## WRITTEN EXERCISE
Reproduce the items below, replacing "every instance outlined" with "all instances outlined" everywhere and keeping the rest unchanged. Omit the pictures from your version.

## DATASET RECORDS
- - - - -
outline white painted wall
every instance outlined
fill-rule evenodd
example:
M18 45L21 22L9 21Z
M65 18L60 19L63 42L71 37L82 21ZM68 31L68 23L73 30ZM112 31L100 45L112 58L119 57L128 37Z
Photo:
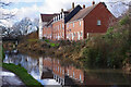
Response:
M39 15L38 37L39 37L39 39L43 39L43 22L41 22L41 16L40 15Z

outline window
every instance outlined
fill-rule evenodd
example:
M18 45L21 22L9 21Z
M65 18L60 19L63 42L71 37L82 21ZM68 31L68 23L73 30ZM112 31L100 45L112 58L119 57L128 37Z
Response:
M67 24L67 27L69 28L69 24Z
M68 75L69 75L69 69L68 69Z
M82 80L81 74L80 74L80 80Z
M74 77L74 72L73 72L73 77Z
M80 26L81 26L81 21L80 21Z
M73 27L74 27L74 23L73 23Z
M58 66L58 72L59 72L59 66Z
M59 30L59 25L58 25L58 30Z
M98 25L98 26L100 26L100 25L102 25L100 20L98 20L98 21L97 21L97 25Z
M87 39L90 38L90 34L87 33Z
M75 33L74 33L74 37L75 37Z
M61 29L61 24L60 24L60 29Z
M62 70L62 74L64 74L64 70Z
M62 29L64 29L64 24L62 24Z
M81 36L83 35L83 33L81 32Z

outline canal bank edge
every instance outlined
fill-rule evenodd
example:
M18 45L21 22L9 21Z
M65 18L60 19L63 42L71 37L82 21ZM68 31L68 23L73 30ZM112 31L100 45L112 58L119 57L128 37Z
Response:
M44 87L39 82L33 78L24 67L11 63L2 63L2 67L16 74L27 87Z

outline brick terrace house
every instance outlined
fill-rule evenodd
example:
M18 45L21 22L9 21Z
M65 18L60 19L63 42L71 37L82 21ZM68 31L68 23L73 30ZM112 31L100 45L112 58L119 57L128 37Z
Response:
M116 17L109 12L104 2L97 4L93 2L88 8L85 8L85 5L83 8L80 5L74 8L74 3L72 3L71 10L61 10L61 13L52 14L52 18L49 23L47 22L48 27L45 25L39 28L39 34L43 30L43 34L39 36L53 40L81 40L90 38L95 34L105 34L110 22L115 20Z
M76 69L72 65L63 66L57 59L46 58L43 60L43 65L45 69L52 71L53 79L61 85L68 84L67 82L69 80L67 79L67 76L81 84L83 84L85 80L83 70Z

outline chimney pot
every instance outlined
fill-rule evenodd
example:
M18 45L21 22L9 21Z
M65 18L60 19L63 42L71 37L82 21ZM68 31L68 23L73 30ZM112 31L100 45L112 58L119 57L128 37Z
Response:
M83 9L85 9L85 4L83 4Z
M93 5L95 4L95 1L93 1Z
M61 12L63 12L63 9L61 9Z
M74 9L74 2L72 2L72 9Z

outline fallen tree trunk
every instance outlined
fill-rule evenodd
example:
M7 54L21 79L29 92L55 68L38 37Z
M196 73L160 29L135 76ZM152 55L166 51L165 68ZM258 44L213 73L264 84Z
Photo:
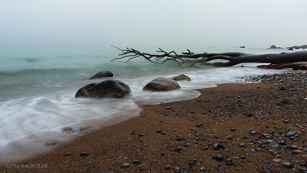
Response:
M191 64L191 66L197 64L206 64L212 65L221 67L229 67L241 63L269 63L271 64L277 65L281 63L293 62L307 61L307 51L297 52L286 53L282 52L280 53L273 53L259 55L251 55L240 52L227 52L221 53L207 53L205 52L202 53L195 54L187 49L188 52L182 52L182 54L178 54L174 51L169 53L159 48L160 50L156 52L161 52L160 54L150 54L147 53L141 53L139 51L133 49L128 48L126 49L122 49L114 47L122 51L122 53L119 56L122 57L115 58L111 61L116 59L129 57L126 61L139 57L142 57L145 59L154 63L163 64L169 61L173 61L181 65L185 63ZM153 58L155 61L152 61ZM162 59L164 60L157 62ZM228 61L226 62L218 62L211 63L208 61L215 60L220 59ZM162 60L161 60L161 61ZM291 64L293 65L297 65L293 63L289 63L287 66L290 67ZM284 66L284 67L286 67ZM261 66L262 68L270 68ZM260 68L260 67L259 67ZM292 68L292 67L287 67ZM274 69L272 68L272 69Z

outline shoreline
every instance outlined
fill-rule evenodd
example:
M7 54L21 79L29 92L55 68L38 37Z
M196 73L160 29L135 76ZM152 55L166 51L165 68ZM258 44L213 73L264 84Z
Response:
M5 157L9 157L12 153L2 150L0 170L7 172L155 172L163 170L171 172L175 172L178 168L176 167L180 168L180 172L297 170L300 164L307 159L306 134L305 131L302 131L307 127L303 116L306 116L304 107L304 99L307 97L307 82L303 80L306 78L305 73L299 73L298 76L294 76L298 73L287 73L276 74L280 77L272 77L262 83L222 84L217 85L217 87L196 89L201 93L197 99L158 104L139 104L143 110L137 116L99 129L83 132L82 135L68 141L58 143L55 140L55 146L44 147L38 155L32 152L20 152L20 156L25 154L33 157L22 161L5 160ZM262 76L268 78L274 75ZM290 81L287 83L287 80ZM281 86L289 85L294 86L279 90ZM287 90L293 88L294 90ZM171 109L166 109L169 107ZM284 123L285 119L289 123ZM203 125L196 127L199 123ZM297 124L301 124L294 126ZM231 129L233 128L235 130L231 131ZM254 131L257 132L253 135L251 133ZM285 132L294 132L294 140L284 136ZM62 134L67 136L71 134L60 135ZM181 140L175 139L179 137L178 135L182 137ZM228 135L233 139L228 139ZM266 137L268 136L270 137ZM270 140L273 141L267 142ZM290 150L280 144L279 142L282 140L286 141L286 145L301 147L301 152L292 153L292 151L297 150ZM261 144L258 145L257 142ZM272 148L274 145L270 143L273 142L278 147ZM167 146L169 143L169 147ZM210 143L212 144L209 145ZM242 147L239 146L241 143L245 144ZM215 147L222 148L221 145L224 148L215 150L213 146L216 144ZM44 147L43 144L37 147ZM178 151L172 151L174 149ZM18 150L18 148L14 150L17 155L21 152ZM80 156L83 151L91 154ZM73 155L63 155L68 153ZM220 155L223 160L211 159L213 154ZM127 159L124 159L126 157ZM230 161L227 162L229 159ZM281 161L274 163L274 159ZM286 162L292 164L293 168L283 166L282 163ZM191 162L194 165L192 167ZM122 165L126 163L130 164L122 167ZM8 166L12 164L16 167L16 165L22 164L40 164L48 167Z

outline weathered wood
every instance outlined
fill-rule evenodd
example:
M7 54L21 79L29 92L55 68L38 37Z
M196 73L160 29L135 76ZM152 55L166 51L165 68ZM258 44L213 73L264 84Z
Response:
M168 53L159 48L159 49L160 50L156 52L162 53L160 54L154 54L147 53L141 53L133 49L127 48L126 49L124 50L119 49L113 46L111 46L121 50L122 53L119 54L119 55L123 56L119 58L115 58L111 60L111 61L129 57L129 59L126 61L127 62L134 58L142 57L151 62L156 63L163 64L169 61L173 61L176 62L180 66L185 63L188 63L191 64L191 66L197 64L200 64L221 67L231 66L241 63L269 63L277 65L285 63L307 61L307 51L251 55L240 52L227 52L220 53L205 52L201 53L195 54L193 52L191 52L190 50L187 49L188 52L182 52L182 54L178 54L174 51L172 51ZM154 60L156 60L155 61L151 59L152 58L154 59ZM157 62L161 59L164 59L164 60L162 62ZM214 62L212 63L208 62L212 60L218 59L227 60L228 61L226 62Z

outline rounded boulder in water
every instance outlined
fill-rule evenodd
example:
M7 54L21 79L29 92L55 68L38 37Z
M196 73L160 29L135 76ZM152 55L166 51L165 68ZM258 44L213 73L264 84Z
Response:
M122 98L131 93L127 84L118 80L109 79L85 85L77 92L75 97Z

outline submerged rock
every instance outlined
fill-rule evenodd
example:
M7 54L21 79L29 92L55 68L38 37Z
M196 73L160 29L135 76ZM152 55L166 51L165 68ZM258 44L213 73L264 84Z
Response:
- - - - -
## WRITTEN SOLUTION
outline white painted wall
all instances outlined
fill-rule evenodd
example:
M18 45L21 22L9 21Z
M65 18L60 19L63 42L71 37L82 21ZM68 31L68 23L73 30ZM112 31L100 45L112 58L119 57L128 37Z
Photo:
Response:
M39 15L38 37L39 37L39 39L43 39L43 22L41 22L41 16L40 15Z

outline window
all instances outlined
fill-rule evenodd
example:
M18 45L21 22L9 21Z
M65 18L60 19L63 42L71 37L82 21ZM68 31L68 23L73 30ZM112 31L100 45L112 58L119 57L128 37Z
Response:
M67 24L67 27L69 28L69 24Z
M68 75L69 75L69 69L68 69Z
M82 80L81 74L80 74L80 80Z
M74 77L74 72L73 72L73 77Z
M80 26L81 26L81 21L80 21Z
M73 27L74 27L74 23L73 23Z
M58 66L58 72L59 72L59 66Z
M59 30L59 25L58 25L58 30Z
M98 25L98 26L100 26L100 25L102 25L100 20L98 20L98 21L97 21L97 25Z
M87 39L90 38L90 34L87 33Z
M75 33L74 33L74 37L75 37Z
M61 29L61 24L60 24L60 29Z
M62 70L62 74L64 74L64 70Z
M62 29L64 29L64 24L62 24Z
M81 36L83 35L83 33L81 32Z

outline canal bank edge
all instances outlined
fill-rule evenodd
example:
M18 45L21 22L9 21Z
M65 18L60 19L63 42L71 37L82 21ZM68 31L68 23L73 30ZM112 31L100 45L112 58L119 57L128 37Z
Response:
M44 87L39 82L33 78L24 67L11 63L2 63L2 67L16 74L27 87Z

outline brick terrace house
all instances outlined
fill-rule evenodd
example:
M18 45L21 22L9 21Z
M65 18L60 19L63 42L71 37L82 21ZM68 31L68 23L73 30ZM112 31L100 45L112 58L119 57L128 37Z
Response:
M116 17L109 12L104 2L97 4L93 2L88 8L85 8L85 5L83 8L80 5L74 8L74 3L72 3L71 10L61 10L61 13L52 14L52 18L49 23L47 22L48 27L45 25L39 28L39 34L43 30L43 34L39 36L53 40L81 40L90 38L95 34L105 34L110 22L115 20Z
M76 69L72 65L63 66L57 59L46 58L43 60L43 65L45 69L52 71L53 79L61 85L68 84L67 82L69 80L67 79L67 76L81 84L83 84L85 80L83 70Z

outline chimney pot
all instances outlined
fill-rule evenodd
example:
M18 45L21 22L9 21Z
M65 18L60 19L63 42L71 37L82 21ZM68 31L68 23L73 30ZM112 31L100 45L112 58L119 57L128 37Z
Response:
M83 9L85 9L85 4L83 4Z
M93 5L95 4L95 1L93 1Z
M61 12L63 12L63 9L61 9Z
M74 9L74 2L72 2L72 9Z

outline fallen tree trunk
all instances outlined
fill-rule evenodd
example:
M7 54L21 79L29 92L55 68L38 37Z
M196 73L160 29L135 76ZM152 55L166 51L165 68ZM258 44L213 73L264 84Z
Photo:
Response:
M191 64L191 66L197 64L206 64L212 65L221 67L229 67L241 63L269 63L271 64L277 65L281 63L293 62L307 61L307 51L297 52L286 53L282 52L280 53L273 53L259 55L251 55L240 52L227 52L221 53L207 53L205 52L202 53L195 54L187 49L188 52L182 52L182 54L178 54L174 51L169 53L159 48L160 50L156 52L161 52L160 54L150 54L147 53L141 53L139 51L133 49L128 48L126 49L122 49L114 47L122 51L122 53L119 56L122 57L115 58L111 61L116 59L129 57L126 61L139 57L142 57L145 59L154 63L163 64L169 61L173 61L181 65L185 63ZM153 58L155 61L152 61ZM162 59L164 60L157 62ZM228 61L226 62L218 62L211 63L208 61L215 60L220 59ZM162 60L161 60L161 61ZM291 64L293 65L297 65L293 63L289 63L287 66L290 67ZM284 66L284 67L286 67ZM261 66L262 68L270 68ZM260 68L260 67L259 67ZM292 68L292 67L287 67ZM274 69L272 68L272 69Z

outline shoreline
all instances outlined
fill-rule evenodd
example:
M7 54L21 79L29 92L55 68L38 37Z
M196 73L160 29L135 76ZM152 55L166 51L165 68ZM258 44L213 73L264 84Z
Response:
M5 157L9 157L12 153L2 150L0 170L7 172L155 172L163 170L171 172L175 172L178 168L176 167L180 168L180 172L297 170L300 164L307 159L306 134L305 131L302 131L307 127L303 116L306 116L304 107L304 99L307 97L307 82L303 80L306 78L305 73L299 73L298 76L294 76L298 73L287 73L276 74L280 77L272 77L262 83L222 84L217 85L217 87L196 89L201 93L197 99L158 104L139 104L143 110L137 116L99 129L83 132L82 135L68 141L58 143L55 140L55 146L44 147L38 155L32 152L20 152L20 156L25 154L33 157L22 161L5 160ZM262 76L268 78L274 75ZM290 81L287 83L287 80ZM281 86L289 85L294 86L279 90ZM287 90L293 88L294 90ZM171 109L166 109L169 107ZM284 123L285 119L289 123ZM203 125L196 127L199 123ZM297 124L301 124L294 126ZM231 129L233 128L235 130L231 131ZM254 131L257 132L253 135L251 133ZM285 132L294 132L294 140L284 136ZM62 134L67 136L71 134L60 135ZM181 140L175 139L179 137L178 135L182 137ZM228 135L233 139L228 139ZM266 137L268 136L270 137ZM270 140L273 141L267 142ZM290 150L280 144L279 142L282 140L286 141L286 145L301 147L301 152L292 153L292 151L297 150ZM261 144L258 145L257 142ZM272 148L274 145L270 143L273 142L278 147ZM167 146L169 143L169 147ZM210 143L212 144L209 145ZM242 147L239 146L241 143L245 144ZM215 147L222 148L221 145L224 148L215 150L213 146L216 144ZM44 147L43 144L37 147ZM178 151L172 151L174 149ZM18 150L18 148L14 150L17 155L21 152ZM80 156L83 151L91 154ZM73 155L63 155L68 153ZM220 155L223 160L211 159L213 154ZM127 159L124 159L126 157ZM230 161L227 162L229 159ZM281 161L274 163L274 159ZM286 162L292 164L293 168L283 166L282 163ZM191 162L194 165L192 167ZM122 165L126 163L130 164L122 167ZM8 166L12 164L16 167L16 165L22 164L40 164L48 167Z

outline weathered wood
all instances outlined
fill-rule evenodd
example:
M7 54L21 79L29 92L55 68L38 37Z
M196 73L160 29L135 76ZM152 55L166 51L165 68ZM258 44L213 73L264 84Z
Response:
M168 53L159 48L159 49L160 50L156 52L162 53L160 54L154 54L147 53L141 53L133 49L127 48L126 49L124 50L119 49L113 46L111 46L121 50L122 53L119 54L119 55L123 56L119 58L115 58L111 60L111 61L129 57L129 59L126 61L127 62L134 58L142 57L151 62L156 63L163 64L169 61L173 61L176 62L180 66L185 63L188 63L191 64L191 66L197 64L200 64L221 67L231 66L241 63L269 63L277 65L285 63L307 61L307 51L251 55L240 52L227 52L220 53L205 52L201 53L195 54L193 52L191 52L190 50L187 49L188 52L182 52L182 54L178 54L174 51L172 51ZM154 60L156 60L155 61L151 59L152 58L154 59ZM157 62L161 59L164 59L164 60L162 62ZM214 62L212 63L208 62L212 60L218 59L227 60L228 61L226 62Z

outline rounded boulder in water
all instances outlined
fill-rule evenodd
example:
M7 54L21 79L29 92L55 68L38 37Z
M196 73L160 29L135 76ZM152 55L166 51L165 68ZM258 44L213 73L264 84Z
Response:
M122 98L131 93L127 84L118 80L109 79L85 85L77 92L75 97Z

outline submerged rock
all instances outlined
fill-rule evenodd
example:
M7 54L21 79L29 92L55 68L38 37Z
M196 73L160 29L135 76ZM152 55L166 51L165 68ZM258 44L213 73L264 84Z
Response:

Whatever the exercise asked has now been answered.